WHAT THE EXERCISE ASKS »
Where does the string "below" appear in the records? Copy every line that contains it.

Stored data

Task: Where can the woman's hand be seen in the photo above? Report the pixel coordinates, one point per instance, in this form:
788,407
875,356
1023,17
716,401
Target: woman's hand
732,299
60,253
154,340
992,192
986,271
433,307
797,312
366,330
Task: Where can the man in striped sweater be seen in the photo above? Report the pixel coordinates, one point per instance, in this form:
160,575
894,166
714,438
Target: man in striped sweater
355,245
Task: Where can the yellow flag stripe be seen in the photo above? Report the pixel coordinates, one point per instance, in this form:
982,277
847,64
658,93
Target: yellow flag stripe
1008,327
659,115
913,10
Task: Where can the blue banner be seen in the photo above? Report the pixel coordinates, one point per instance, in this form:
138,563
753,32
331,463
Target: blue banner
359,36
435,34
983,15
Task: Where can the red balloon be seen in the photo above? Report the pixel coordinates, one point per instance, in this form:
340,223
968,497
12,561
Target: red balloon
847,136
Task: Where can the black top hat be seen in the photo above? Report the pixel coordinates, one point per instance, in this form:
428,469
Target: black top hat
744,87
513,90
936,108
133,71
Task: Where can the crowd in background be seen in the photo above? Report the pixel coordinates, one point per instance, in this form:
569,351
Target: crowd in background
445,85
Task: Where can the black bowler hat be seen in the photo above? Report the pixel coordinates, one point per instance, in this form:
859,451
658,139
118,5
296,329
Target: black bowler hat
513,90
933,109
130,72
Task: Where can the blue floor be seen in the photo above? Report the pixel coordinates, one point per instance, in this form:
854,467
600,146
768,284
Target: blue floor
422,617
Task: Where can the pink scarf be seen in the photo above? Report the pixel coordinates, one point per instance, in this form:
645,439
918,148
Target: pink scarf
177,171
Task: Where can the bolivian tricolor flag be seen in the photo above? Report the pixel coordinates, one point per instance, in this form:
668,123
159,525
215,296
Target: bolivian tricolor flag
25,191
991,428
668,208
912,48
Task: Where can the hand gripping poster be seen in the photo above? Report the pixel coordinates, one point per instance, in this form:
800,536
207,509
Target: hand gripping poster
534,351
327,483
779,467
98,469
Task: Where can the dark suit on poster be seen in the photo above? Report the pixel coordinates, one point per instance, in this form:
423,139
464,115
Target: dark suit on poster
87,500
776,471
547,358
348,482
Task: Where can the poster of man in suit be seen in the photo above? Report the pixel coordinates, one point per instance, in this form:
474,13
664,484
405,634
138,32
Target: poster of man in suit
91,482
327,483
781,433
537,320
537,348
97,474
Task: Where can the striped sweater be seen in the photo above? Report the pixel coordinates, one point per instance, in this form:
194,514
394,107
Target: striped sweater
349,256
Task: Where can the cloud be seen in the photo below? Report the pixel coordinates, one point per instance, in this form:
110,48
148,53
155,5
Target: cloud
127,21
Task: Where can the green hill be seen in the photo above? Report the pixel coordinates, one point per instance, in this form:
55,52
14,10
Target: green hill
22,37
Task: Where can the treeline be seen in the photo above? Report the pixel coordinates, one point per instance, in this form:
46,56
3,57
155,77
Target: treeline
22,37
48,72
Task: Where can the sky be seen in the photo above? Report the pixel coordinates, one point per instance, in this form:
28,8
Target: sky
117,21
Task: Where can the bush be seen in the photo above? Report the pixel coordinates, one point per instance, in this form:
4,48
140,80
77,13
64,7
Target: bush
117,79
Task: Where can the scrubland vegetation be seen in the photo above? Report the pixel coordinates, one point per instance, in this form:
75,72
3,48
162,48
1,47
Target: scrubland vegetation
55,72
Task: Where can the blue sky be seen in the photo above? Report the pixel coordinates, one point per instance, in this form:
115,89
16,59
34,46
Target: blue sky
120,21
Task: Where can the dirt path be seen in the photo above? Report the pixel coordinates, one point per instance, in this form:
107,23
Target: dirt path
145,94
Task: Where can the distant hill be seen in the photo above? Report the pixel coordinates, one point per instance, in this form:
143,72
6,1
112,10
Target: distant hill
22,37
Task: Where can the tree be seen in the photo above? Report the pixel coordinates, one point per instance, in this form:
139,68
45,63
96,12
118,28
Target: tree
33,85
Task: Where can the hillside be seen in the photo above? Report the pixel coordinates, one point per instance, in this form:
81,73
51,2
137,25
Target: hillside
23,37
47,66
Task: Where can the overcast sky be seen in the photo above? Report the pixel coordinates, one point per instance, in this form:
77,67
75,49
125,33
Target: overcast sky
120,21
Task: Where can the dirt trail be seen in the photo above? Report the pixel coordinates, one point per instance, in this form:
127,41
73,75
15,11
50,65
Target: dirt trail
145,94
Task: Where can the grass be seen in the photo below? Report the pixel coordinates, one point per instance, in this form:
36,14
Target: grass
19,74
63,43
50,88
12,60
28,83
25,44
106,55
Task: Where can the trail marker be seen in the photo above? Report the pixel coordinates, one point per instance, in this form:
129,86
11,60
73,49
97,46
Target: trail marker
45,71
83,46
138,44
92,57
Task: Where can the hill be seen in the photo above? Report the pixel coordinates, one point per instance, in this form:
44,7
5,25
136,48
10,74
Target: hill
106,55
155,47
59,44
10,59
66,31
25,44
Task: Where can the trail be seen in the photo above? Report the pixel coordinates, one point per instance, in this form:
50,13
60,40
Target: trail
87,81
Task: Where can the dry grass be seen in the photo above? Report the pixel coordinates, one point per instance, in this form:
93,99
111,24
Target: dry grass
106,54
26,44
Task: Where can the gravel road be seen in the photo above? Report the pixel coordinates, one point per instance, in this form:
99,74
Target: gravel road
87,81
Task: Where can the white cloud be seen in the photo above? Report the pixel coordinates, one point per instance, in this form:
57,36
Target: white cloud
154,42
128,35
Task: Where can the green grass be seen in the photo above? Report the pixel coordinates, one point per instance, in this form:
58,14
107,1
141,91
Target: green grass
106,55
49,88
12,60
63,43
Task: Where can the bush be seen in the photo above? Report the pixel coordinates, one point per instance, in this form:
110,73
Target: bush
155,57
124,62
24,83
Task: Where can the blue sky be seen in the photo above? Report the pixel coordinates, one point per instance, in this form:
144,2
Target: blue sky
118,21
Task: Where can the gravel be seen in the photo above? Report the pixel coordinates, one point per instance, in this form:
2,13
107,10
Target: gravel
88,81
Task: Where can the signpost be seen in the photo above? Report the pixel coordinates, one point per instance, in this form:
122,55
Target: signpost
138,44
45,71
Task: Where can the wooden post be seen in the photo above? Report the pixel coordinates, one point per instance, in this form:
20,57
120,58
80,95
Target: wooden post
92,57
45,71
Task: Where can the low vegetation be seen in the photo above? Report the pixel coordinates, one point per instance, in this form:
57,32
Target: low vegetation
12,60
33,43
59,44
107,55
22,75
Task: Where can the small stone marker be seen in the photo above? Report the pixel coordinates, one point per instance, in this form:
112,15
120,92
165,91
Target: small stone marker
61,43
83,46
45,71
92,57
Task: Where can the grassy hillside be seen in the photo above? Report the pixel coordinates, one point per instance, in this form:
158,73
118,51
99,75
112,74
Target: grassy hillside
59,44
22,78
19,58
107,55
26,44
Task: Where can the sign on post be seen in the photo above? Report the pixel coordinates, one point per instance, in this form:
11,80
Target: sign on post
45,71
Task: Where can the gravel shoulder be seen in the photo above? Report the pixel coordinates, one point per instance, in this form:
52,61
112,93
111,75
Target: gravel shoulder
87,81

EXERCISE OUTPUT »
Task: Where can the cloud be seen in the photo below? Report the pixel coordinates, one point per instance, in this form:
Task: Where can the grass be seen in the photo below? Report the pixel coordinates, one point per instance, in this form:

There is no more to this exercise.